§ **CONSIGNE**
Recopiez le texte fourni entre « Treize entreprises informatiques » et « des gouvernements hostiles. », inclus, en changeant « cryptage » en « chiffrement ».

§ **TEXTE FOURNI**
**********

Treize entreprises informatiques américaines mettent de l'avant une solution de cryptage des données électroniques qui permettra peut-être de réconcilier les exigences des services de sécurité gouvernementaux et celles du secteur privé.
Les meilleures technologies actuelles de cryptage s'appuient sur un algorythme secret permettant le déchiffrage des messages codés. Les services de sécurité du gouvernement américain veulent conserver un droit de regard sur le trafic électronique afin, disent-il, d'être en mesure de déchiffrer des message émis par des organisations criminelles, des groupes terroristes ou des gouvernements hostiles.
La solution avancée jusqu'ici consistait à ouvrir une « porte secrète » dans les technologies cryptographiques dont seuls les services de sécurité auraient la clé. Mais le secteur privé rejette cette solution puisqu'elle ne garantit pas la confidentialité totale (un pirate pourrait découvrir la clé gouvernementale et l'utiliser illégalement) et qu'elle freine la capacité d'exportation américaine en ce domaine (quel pays achèterait un système de cryptage dont le gouvernement américain aurait la clé?).

**********

§ **INFORMATIONS ENREGISTRÉES**
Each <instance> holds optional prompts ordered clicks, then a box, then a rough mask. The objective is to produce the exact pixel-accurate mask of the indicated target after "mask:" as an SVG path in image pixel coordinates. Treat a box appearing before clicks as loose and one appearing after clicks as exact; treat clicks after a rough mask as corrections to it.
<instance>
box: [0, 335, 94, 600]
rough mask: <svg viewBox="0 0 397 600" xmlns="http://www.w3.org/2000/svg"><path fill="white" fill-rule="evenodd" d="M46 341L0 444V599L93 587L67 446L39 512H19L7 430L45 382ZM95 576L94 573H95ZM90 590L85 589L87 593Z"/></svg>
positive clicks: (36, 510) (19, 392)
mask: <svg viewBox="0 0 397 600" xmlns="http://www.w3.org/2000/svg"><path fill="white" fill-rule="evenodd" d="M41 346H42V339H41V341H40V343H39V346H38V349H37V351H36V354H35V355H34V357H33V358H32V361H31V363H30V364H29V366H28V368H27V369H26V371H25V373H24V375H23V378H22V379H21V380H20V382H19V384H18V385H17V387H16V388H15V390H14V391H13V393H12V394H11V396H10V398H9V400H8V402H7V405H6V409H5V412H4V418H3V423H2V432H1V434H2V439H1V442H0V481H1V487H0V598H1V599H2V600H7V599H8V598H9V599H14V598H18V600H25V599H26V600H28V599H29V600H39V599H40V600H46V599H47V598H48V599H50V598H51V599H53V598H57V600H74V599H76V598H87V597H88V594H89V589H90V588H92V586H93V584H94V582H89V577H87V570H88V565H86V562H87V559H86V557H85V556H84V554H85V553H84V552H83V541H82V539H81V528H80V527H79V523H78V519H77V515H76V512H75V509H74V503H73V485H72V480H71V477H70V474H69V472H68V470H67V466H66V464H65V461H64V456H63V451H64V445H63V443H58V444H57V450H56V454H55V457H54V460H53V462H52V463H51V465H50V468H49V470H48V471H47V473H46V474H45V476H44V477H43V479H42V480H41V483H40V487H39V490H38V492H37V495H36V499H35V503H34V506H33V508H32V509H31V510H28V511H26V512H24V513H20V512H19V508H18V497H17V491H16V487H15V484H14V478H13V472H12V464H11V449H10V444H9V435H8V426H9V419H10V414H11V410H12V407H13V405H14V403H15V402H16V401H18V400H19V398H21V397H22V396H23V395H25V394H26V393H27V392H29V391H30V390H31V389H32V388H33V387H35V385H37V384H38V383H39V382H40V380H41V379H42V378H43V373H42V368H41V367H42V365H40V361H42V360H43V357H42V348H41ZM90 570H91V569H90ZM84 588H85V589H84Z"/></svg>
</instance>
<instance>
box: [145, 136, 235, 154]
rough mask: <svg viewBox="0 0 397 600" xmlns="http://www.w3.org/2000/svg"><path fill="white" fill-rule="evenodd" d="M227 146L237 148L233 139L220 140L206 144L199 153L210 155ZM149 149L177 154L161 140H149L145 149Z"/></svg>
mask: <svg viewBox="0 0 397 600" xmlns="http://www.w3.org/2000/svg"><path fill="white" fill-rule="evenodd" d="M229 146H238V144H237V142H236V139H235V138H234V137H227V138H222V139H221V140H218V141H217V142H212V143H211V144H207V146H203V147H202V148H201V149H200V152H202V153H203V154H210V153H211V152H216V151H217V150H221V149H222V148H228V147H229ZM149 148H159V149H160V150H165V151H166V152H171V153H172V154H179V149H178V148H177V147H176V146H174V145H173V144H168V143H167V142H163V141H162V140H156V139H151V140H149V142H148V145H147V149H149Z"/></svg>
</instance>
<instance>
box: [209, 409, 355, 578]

**********

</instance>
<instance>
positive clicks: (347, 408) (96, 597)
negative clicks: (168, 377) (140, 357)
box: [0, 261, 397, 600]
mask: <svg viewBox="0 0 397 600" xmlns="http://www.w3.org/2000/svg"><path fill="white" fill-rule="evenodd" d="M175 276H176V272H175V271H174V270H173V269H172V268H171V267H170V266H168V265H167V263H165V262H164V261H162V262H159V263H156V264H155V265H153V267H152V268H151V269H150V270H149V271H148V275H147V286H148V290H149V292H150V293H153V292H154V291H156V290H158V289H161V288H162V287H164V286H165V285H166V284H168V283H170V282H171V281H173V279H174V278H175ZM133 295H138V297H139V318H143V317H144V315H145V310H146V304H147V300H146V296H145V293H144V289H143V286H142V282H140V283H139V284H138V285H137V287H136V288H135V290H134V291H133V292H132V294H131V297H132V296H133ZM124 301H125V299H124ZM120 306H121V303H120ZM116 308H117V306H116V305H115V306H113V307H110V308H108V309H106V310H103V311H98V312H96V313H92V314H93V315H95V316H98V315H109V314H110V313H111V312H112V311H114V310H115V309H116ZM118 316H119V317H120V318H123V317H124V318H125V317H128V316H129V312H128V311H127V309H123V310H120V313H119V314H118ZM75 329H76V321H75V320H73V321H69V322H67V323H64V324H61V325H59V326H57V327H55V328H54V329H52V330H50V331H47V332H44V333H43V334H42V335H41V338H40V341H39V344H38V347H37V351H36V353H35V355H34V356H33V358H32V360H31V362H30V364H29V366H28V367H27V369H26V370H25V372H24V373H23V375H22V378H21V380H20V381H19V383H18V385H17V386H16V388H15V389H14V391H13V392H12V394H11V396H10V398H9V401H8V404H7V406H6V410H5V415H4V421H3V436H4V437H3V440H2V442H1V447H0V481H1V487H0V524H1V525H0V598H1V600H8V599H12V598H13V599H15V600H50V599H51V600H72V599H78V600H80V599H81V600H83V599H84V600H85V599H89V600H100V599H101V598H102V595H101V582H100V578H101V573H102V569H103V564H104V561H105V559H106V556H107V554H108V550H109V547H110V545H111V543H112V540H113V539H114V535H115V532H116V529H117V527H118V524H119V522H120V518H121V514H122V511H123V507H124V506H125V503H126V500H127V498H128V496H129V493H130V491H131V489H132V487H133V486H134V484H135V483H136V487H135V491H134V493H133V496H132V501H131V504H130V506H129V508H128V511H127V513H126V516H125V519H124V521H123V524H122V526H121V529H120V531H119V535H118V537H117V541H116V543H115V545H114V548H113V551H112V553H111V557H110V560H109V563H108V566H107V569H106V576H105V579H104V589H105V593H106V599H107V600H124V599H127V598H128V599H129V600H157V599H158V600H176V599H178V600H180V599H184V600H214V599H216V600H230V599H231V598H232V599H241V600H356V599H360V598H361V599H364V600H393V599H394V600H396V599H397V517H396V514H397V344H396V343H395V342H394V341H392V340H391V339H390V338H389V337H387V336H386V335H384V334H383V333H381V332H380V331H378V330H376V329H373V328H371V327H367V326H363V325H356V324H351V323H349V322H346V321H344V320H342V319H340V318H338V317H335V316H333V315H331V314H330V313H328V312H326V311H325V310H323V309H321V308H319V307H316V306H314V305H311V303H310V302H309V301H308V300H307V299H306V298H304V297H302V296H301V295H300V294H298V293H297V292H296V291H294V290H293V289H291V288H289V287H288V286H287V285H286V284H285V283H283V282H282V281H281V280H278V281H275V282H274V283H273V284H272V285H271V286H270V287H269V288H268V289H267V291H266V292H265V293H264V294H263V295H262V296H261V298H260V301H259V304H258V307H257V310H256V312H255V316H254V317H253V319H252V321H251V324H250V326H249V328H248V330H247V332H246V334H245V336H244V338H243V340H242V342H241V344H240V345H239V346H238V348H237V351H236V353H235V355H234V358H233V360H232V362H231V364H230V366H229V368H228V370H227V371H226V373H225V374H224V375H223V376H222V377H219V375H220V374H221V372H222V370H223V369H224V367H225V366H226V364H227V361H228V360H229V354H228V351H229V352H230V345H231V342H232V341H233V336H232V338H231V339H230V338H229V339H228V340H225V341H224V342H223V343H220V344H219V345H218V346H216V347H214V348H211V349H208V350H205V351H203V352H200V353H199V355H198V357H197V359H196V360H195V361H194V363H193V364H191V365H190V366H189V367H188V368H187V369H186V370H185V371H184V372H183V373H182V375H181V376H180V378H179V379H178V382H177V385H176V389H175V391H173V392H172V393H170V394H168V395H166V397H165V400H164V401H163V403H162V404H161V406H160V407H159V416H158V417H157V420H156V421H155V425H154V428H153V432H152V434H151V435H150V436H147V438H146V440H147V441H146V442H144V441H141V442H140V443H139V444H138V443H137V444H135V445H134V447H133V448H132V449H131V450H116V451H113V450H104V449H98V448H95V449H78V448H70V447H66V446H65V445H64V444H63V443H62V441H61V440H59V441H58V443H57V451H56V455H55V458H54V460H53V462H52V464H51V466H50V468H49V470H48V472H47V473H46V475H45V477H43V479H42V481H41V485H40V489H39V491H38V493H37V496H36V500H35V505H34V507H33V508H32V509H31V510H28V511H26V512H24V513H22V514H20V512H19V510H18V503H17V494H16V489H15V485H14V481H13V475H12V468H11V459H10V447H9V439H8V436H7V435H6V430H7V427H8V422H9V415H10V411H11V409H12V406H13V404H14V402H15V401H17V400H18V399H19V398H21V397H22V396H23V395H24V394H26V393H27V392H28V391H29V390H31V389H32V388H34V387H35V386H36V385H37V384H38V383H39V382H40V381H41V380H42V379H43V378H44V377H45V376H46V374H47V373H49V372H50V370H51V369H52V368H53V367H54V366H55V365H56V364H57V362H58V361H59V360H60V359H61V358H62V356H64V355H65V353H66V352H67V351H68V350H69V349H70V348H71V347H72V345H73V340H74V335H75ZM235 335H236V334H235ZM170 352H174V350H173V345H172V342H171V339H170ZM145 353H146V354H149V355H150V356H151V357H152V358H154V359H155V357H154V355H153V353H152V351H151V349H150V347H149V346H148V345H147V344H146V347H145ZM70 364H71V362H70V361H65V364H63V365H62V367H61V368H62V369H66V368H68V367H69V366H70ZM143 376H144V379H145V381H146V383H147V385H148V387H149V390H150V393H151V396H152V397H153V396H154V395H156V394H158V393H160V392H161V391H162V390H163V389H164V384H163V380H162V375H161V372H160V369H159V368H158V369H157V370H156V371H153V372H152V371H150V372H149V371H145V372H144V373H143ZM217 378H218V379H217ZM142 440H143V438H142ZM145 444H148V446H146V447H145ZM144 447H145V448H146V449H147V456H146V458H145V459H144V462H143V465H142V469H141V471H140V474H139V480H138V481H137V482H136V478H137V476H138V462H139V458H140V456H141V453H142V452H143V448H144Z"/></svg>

**********

§ **RÉPONSE**
Treize entreprises informatiques américaines mettent de l'avant une solution de chiffrement des données électroniques qui permettra peut-être de réconcilier les exigences des services de sécurité gouvernementaux et celles du secteur privé.
Les meilleures technologies actuelles de chiffrement s'appuient sur un algorythme secret permettant le déchiffrage des messages codés. Les services de sécurité du gouvernement américain veulent conserver un droit de regard sur le trafic électronique afin, disent-il, d'être en mesure de déchiffrer des message émis par des organisations criminelles, des groupes terroristes ou des gouvernements hostiles.